::: Extracted information
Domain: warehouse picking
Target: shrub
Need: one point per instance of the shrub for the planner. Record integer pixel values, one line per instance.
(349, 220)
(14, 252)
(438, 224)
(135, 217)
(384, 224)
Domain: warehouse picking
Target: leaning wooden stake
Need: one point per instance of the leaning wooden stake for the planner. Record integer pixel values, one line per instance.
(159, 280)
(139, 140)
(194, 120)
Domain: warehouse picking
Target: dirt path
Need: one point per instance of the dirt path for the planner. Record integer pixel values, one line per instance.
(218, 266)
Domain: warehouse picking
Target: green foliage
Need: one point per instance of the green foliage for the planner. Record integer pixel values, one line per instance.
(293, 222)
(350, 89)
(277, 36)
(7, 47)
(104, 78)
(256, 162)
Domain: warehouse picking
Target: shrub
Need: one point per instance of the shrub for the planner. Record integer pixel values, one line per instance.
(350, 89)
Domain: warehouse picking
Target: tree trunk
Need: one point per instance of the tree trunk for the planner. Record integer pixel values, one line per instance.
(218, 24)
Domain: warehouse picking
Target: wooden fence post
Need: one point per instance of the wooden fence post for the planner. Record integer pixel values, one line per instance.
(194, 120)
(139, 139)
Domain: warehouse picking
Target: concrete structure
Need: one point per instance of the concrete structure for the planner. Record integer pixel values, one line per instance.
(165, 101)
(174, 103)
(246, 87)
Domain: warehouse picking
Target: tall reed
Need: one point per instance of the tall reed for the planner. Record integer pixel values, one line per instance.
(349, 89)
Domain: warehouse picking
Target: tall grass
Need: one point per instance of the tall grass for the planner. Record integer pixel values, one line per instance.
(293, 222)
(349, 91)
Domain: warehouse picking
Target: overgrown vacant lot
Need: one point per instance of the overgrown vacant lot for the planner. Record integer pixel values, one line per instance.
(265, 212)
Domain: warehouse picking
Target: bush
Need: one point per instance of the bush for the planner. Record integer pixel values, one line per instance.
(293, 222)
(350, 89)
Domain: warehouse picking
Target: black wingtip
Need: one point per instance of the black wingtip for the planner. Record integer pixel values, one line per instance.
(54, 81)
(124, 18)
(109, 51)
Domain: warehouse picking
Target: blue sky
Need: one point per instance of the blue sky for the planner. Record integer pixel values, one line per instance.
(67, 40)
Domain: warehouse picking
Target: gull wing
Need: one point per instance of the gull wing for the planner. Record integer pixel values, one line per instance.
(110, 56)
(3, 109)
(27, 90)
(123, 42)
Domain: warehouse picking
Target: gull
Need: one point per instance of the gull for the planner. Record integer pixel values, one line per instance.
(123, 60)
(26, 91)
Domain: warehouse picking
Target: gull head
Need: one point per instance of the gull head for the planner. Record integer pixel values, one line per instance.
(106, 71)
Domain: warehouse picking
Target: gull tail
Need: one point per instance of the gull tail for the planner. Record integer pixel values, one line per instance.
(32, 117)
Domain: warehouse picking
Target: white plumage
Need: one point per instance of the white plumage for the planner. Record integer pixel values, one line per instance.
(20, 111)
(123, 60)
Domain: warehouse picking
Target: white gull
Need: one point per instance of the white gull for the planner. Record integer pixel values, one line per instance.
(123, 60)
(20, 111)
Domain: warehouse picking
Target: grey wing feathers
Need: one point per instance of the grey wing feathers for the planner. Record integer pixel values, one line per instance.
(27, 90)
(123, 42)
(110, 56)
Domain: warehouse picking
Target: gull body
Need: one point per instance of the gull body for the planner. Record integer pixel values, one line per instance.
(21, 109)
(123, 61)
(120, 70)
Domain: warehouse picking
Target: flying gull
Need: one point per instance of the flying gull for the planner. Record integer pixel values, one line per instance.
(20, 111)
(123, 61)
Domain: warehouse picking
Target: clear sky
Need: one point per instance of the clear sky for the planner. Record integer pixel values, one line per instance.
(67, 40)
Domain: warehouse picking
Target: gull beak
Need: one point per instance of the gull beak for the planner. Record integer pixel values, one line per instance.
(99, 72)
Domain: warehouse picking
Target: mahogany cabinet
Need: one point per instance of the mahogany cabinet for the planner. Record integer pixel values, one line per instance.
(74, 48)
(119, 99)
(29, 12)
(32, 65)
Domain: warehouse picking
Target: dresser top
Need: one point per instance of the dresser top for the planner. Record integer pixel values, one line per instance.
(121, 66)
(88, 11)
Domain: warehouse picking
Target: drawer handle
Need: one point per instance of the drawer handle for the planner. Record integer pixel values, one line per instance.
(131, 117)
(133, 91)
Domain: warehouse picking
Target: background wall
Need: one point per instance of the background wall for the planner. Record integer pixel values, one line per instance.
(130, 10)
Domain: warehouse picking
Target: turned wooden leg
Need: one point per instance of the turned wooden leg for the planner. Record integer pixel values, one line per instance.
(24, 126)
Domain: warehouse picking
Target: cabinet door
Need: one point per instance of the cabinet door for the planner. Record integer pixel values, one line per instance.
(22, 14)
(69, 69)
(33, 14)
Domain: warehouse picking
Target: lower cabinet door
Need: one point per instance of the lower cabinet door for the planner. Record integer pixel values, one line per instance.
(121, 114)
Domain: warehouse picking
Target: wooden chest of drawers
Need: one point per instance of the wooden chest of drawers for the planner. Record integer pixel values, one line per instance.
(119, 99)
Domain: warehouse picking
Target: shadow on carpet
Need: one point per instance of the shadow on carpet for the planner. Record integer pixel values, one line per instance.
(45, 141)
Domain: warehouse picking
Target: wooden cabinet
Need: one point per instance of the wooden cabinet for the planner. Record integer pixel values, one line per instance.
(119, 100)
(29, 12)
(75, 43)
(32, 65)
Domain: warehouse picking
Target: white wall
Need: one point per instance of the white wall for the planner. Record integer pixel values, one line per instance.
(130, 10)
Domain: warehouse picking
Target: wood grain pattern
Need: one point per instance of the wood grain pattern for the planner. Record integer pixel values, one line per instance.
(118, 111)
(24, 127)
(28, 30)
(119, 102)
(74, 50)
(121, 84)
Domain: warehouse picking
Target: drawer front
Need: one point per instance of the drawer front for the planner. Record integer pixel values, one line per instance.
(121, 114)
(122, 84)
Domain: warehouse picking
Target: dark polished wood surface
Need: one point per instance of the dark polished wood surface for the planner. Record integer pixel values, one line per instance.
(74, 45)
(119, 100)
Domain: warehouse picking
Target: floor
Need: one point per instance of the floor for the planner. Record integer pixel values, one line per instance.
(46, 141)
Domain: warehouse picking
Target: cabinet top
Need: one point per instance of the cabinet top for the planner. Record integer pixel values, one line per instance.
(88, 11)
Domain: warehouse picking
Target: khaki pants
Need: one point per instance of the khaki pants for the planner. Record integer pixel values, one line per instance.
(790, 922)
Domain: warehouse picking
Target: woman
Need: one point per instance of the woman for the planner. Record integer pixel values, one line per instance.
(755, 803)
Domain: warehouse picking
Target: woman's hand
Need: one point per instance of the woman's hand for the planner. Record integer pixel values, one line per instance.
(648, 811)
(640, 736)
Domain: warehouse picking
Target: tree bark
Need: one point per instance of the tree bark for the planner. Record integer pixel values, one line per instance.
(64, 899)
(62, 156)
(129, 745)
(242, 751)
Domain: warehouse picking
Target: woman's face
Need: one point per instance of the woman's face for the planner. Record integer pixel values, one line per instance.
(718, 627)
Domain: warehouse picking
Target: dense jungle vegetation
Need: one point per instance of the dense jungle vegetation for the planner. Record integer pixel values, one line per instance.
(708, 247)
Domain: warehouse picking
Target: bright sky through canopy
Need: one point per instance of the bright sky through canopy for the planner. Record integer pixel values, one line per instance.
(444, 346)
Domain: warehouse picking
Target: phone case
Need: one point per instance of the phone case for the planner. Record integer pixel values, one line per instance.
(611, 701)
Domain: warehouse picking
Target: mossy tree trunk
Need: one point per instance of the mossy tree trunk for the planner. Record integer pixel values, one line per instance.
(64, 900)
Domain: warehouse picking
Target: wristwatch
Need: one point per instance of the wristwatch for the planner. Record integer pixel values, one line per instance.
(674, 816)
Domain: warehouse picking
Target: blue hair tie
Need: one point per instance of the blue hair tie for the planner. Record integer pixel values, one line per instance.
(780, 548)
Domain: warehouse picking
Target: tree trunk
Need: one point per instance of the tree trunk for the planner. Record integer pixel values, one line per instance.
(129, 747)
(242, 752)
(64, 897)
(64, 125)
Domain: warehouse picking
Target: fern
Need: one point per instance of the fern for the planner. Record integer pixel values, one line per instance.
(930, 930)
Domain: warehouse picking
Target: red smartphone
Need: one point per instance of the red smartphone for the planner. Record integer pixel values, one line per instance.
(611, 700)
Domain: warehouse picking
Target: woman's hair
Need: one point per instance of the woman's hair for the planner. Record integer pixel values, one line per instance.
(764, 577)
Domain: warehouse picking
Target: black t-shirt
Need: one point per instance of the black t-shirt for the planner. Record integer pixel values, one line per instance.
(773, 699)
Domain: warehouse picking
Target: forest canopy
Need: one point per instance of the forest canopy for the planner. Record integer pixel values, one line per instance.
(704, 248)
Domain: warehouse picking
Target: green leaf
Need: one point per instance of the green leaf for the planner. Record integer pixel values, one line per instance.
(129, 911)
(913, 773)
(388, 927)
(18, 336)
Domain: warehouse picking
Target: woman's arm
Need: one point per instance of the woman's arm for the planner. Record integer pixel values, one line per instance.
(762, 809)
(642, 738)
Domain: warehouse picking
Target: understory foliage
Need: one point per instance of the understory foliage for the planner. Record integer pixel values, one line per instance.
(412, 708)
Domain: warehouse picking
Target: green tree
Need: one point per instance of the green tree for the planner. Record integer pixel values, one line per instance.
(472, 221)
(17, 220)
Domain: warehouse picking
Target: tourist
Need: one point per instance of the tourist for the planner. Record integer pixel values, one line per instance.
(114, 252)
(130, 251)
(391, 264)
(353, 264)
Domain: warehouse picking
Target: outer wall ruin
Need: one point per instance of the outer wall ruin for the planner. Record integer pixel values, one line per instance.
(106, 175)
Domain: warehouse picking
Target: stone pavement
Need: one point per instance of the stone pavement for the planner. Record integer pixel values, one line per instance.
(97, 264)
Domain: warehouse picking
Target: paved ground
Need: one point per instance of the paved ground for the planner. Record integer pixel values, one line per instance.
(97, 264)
::::::
Work required: Please count the lines in the entries above that contain the word "through", matching case exactly, and give only the number.

Exercise response: 2